** start of TASK INPUT **

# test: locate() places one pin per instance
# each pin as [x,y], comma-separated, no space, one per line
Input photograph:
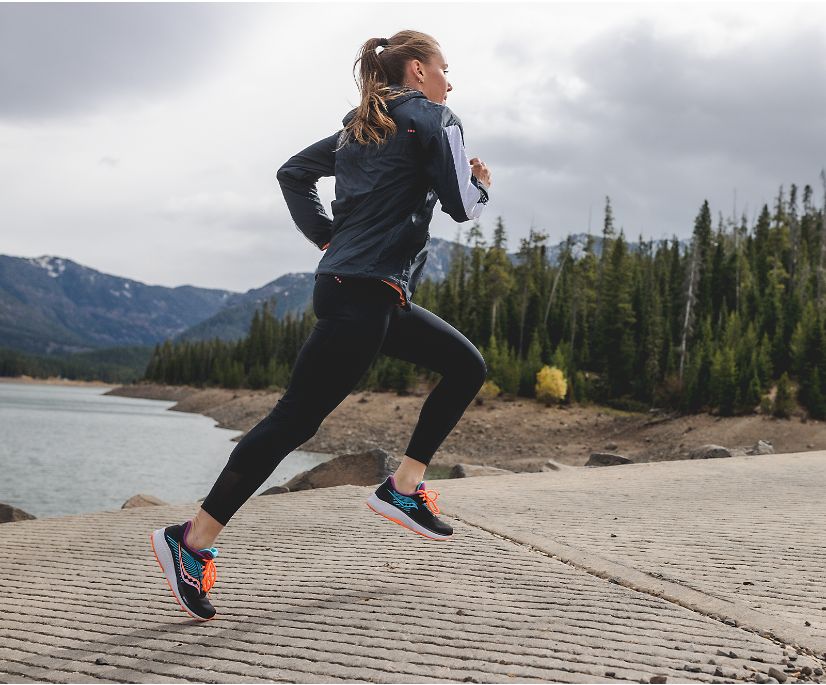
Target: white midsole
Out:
[168,566]
[394,512]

** end of TASK INPUT **

WHAT TO PRODUCE -> Reproduce every line of the entries above, requests included, with each pin coordinate in the answers multiplied by 1.6 and rounded to a whole number, halves rounded up. Leave the pictures out.

WRITTEN RESPONSE ->
# test: locate() places one pin per instance
# each pin as [x,y], comma-separated, no space, one per line
Input photograph:
Target: white midsole
Out:
[269,906]
[630,819]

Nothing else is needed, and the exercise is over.